▶ [Directions]:
Go through the entries and transcribe each one exactly, dropping the pictures.

▶ [Data excerpts]:
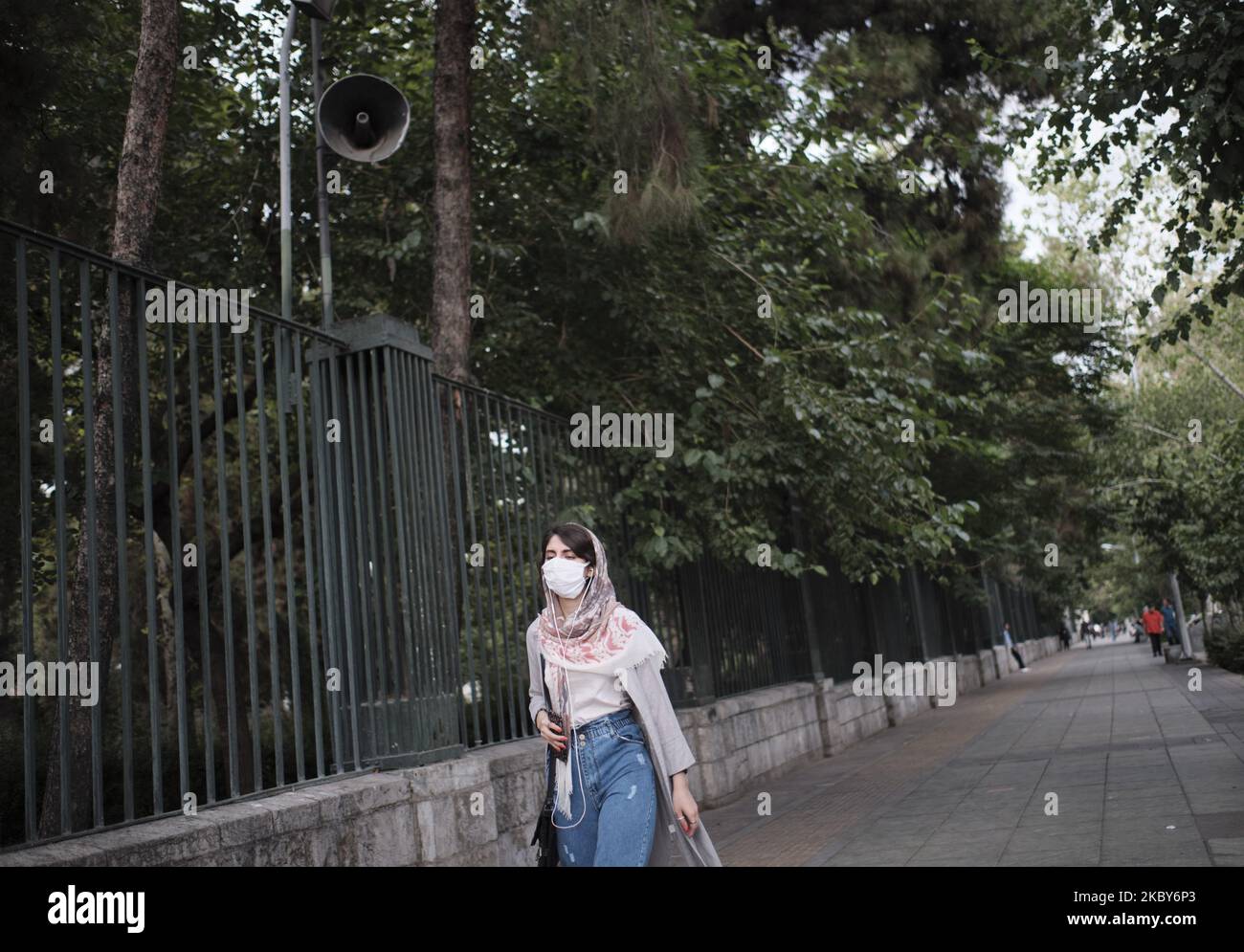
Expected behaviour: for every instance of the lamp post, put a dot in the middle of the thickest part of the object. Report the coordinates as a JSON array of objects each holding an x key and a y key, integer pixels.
[{"x": 366, "y": 121}]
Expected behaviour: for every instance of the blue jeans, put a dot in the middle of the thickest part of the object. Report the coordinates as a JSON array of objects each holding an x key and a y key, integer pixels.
[{"x": 613, "y": 797}]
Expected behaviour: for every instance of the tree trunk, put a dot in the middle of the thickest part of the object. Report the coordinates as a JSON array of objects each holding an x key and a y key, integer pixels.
[
  {"x": 451, "y": 190},
  {"x": 138, "y": 179}
]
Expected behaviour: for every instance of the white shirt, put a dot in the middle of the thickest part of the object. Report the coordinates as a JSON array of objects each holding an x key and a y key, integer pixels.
[{"x": 591, "y": 695}]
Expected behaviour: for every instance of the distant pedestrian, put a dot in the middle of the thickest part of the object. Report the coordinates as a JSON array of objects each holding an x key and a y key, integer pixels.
[
  {"x": 1153, "y": 626},
  {"x": 1169, "y": 622},
  {"x": 1011, "y": 645},
  {"x": 1086, "y": 632}
]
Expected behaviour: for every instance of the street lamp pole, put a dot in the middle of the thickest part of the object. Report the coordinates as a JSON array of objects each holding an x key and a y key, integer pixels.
[
  {"x": 286, "y": 235},
  {"x": 322, "y": 186}
]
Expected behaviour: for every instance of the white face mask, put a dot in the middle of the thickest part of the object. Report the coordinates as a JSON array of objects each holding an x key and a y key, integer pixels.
[{"x": 565, "y": 576}]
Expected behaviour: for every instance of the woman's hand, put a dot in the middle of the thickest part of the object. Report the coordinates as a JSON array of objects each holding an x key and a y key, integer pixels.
[
  {"x": 684, "y": 806},
  {"x": 550, "y": 732}
]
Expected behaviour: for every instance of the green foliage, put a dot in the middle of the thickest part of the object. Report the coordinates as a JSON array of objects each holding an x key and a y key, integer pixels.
[{"x": 1170, "y": 66}]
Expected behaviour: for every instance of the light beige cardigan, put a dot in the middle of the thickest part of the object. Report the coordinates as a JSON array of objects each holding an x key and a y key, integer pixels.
[{"x": 667, "y": 747}]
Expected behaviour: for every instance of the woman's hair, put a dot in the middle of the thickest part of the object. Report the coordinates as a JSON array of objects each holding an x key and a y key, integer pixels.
[{"x": 576, "y": 538}]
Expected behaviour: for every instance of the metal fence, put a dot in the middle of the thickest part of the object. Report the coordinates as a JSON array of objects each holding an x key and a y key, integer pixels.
[{"x": 297, "y": 555}]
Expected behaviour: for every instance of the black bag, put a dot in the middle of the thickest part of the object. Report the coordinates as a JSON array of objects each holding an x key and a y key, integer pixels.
[{"x": 545, "y": 837}]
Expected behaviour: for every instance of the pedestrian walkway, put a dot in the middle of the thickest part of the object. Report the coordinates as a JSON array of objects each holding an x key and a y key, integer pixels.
[{"x": 1145, "y": 773}]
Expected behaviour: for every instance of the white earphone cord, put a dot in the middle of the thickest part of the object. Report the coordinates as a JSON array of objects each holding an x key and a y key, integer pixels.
[{"x": 570, "y": 711}]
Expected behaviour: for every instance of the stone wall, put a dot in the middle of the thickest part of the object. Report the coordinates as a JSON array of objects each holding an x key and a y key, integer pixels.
[{"x": 480, "y": 809}]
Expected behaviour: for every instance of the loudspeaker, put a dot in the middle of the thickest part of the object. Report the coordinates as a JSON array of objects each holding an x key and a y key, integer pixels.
[
  {"x": 364, "y": 117},
  {"x": 316, "y": 9}
]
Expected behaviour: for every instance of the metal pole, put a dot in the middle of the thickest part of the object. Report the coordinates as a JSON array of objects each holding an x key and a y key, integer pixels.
[
  {"x": 286, "y": 239},
  {"x": 322, "y": 186},
  {"x": 1180, "y": 617}
]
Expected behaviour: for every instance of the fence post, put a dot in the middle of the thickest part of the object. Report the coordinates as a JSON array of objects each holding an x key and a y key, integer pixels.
[
  {"x": 386, "y": 534},
  {"x": 811, "y": 629}
]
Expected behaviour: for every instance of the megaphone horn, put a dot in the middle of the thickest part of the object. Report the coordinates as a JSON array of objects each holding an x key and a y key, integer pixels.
[{"x": 364, "y": 117}]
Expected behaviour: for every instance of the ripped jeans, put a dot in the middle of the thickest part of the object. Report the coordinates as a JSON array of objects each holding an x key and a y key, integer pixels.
[{"x": 613, "y": 797}]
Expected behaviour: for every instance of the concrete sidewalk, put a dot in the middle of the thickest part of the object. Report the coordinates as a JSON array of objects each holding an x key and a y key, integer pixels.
[{"x": 1145, "y": 772}]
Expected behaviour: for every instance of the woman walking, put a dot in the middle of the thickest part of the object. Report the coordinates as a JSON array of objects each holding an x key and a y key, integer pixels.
[{"x": 621, "y": 760}]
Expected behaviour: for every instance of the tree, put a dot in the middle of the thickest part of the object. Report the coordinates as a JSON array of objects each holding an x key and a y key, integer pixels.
[
  {"x": 1167, "y": 79},
  {"x": 138, "y": 181}
]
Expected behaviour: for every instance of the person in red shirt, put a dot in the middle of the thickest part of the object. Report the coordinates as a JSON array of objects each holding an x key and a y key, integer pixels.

▶ [Solution for this problem]:
Expected behaviour: for every instance of the lamp post, put a dot in the middle of the thickest part of the object. Report the coordinates as a JSON array of objects each holding an x key and a y key, integer pixels.
[{"x": 366, "y": 121}]
Expected behaviour: for every instance of the blue jeans, put a dot in the middle of the thickest part of the object. Report the coordinates as a JSON array of objects each holding an x key and a y key, integer pixels.
[{"x": 613, "y": 797}]
Expected behaviour: for every instance of the tree trunk, put a dot in the middle of the thickest part of the object. Report the coordinates as a JSON array of objects each holding an x key and a y key, integer pixels.
[
  {"x": 451, "y": 190},
  {"x": 138, "y": 179}
]
Expected behaviour: for every instance of the white shirt, put a dot in the middle of the thickest part of the object. Report the coordinates as a JSON array of objects each holding an x key and a y key, integer pixels.
[{"x": 591, "y": 695}]
Expected behaviour: for every instance of the distant pedestrian, put a dot in the middle of the thickest part of the object. Report the coordinates as a JSON array of objects each holding an x key and a y key, integer pixels.
[
  {"x": 1153, "y": 626},
  {"x": 1169, "y": 622},
  {"x": 1011, "y": 645},
  {"x": 1086, "y": 632}
]
Expected behaviour: for every instance of the street lamp pole, put a dot in the middle of the thickest part of the object. Report the coordinates as a JSON array of objects each holding an x key and a y key, integer pixels.
[
  {"x": 286, "y": 235},
  {"x": 322, "y": 186}
]
Expected behaviour: for every instance of the white face mask, put a dot in the middle of the thickest part of the object. Report the coordinates as a JSON array of objects each holding an x key and a y key, integer pixels.
[{"x": 565, "y": 576}]
Expected behaviour: for every instance of the woman's hand, put a dot in the middle of the thickest part of the object. Report the coordinates as a JSON array of objects each holding an x key and a y key, integer pixels.
[
  {"x": 684, "y": 806},
  {"x": 550, "y": 732}
]
Expected behaviour: for every instance of the green foliage, put a dot in the middle of the thickest part of the object. Report the coordinates as a JSON array of objects each holding an x key and a y key, integer pixels.
[{"x": 1170, "y": 66}]
Expected behaviour: for every instance of the light beige cardigan, put a dot in the middle of the thickest part of the object. Report the coordinates as a JSON array of objects each holding an x key and a y key, integer pixels.
[{"x": 667, "y": 747}]
Expected behaviour: for every instance of the woman's hair, put a dot in the middle of the thickest part of the object. Report the coordinates as a JSON array of objects each holding an x key and a y key, integer pixels.
[{"x": 576, "y": 538}]
Expected behaviour: for every instance of the metal fence, put a dot in the middle of the thickest part of the object. Report the coordinates as a JSON array of objects each holding an x key and a y key, integer pixels.
[{"x": 297, "y": 555}]
Expected behaviour: for every instance of the black bag, put a dot in the middle of the thickest part of the object. Report the coordinates as a JSON array of objects each holding an x key and a y key, integer pixels.
[{"x": 545, "y": 837}]
Expected behaviour: for every instance of the pedestrian walkway, put a dot in the middle of the thickest part of the object. Report the coordinates as a JSON array of objects each holding an x key and a y key, integer pixels.
[{"x": 1145, "y": 773}]
Expected behaviour: for every instance of the white earphone cord, put a dot in the middle of the thickest part of the object. Report the coordinates as a JSON array of objects each holding an x key and a y key, integer pixels.
[{"x": 570, "y": 711}]
Expected behaviour: for every instance of the stone wall, put a dot in the middle of the thickest part of the object. Report the coordinates as a JSON array of objects each holding an x key and a y key, integer pixels.
[{"x": 480, "y": 809}]
Expected behaviour: for every instance of the loudspeaker, put a dot in the middle of the thickest part of the object. Report the coordinates as a JSON array of objects each holding an x key and a y key, integer pixels.
[
  {"x": 364, "y": 117},
  {"x": 316, "y": 9}
]
Expected behaviour: for every instance of the metal pole, put a dot in the middle of the thickest part of the object. Report the coordinates as a JSON array of objects each holding an x key and a y key, integer pixels.
[
  {"x": 286, "y": 239},
  {"x": 322, "y": 186},
  {"x": 1180, "y": 617}
]
Expected behaviour: for every instance of the fence post, put a dot in the middle of the thickest part of the object. Report the coordinates as a JSON array of objects each holding an x key and a y key, integer pixels.
[
  {"x": 386, "y": 534},
  {"x": 811, "y": 629}
]
Expected behaviour: for every instance of the megaphone horn, put a dot in the middle of the thickest part of the object. Report the coordinates as a JSON array of objects each holding an x key and a y key, integer pixels.
[{"x": 364, "y": 117}]
Expected behaviour: for every instance of the ripped jeans, put a dot in the middle of the thickest part of the object. Report the coordinates as a JSON array of objects each holding an x key and a y key, integer pixels.
[{"x": 613, "y": 797}]
Expected behaviour: for every instance of the concrete sidewalk, put a dot in the middle of the thickest part of the object. Report the coordinates as a JSON array of objects each holding an x key and a y key, integer pixels.
[{"x": 1145, "y": 772}]
Expected behaviour: for every instance of the woman walking, put a dot in the middle of the thickest part of the object. Report the coordinates as a JSON array of objects each holding an x key and a y key, integer pixels.
[{"x": 621, "y": 760}]
Expected behaviour: for every instance of the tree, put a dot in the middle of the thickest part of the object. Report the coordinates as a JSON array of objects each holding an x key and a y key, integer pixels.
[
  {"x": 1167, "y": 79},
  {"x": 138, "y": 181}
]
Expected behaviour: for every instance of the person in red shirt, put a dot in the middle of the thickest part of the object. Report the coordinates as a JSON array of objects each holding an x key and a y key, integer pixels.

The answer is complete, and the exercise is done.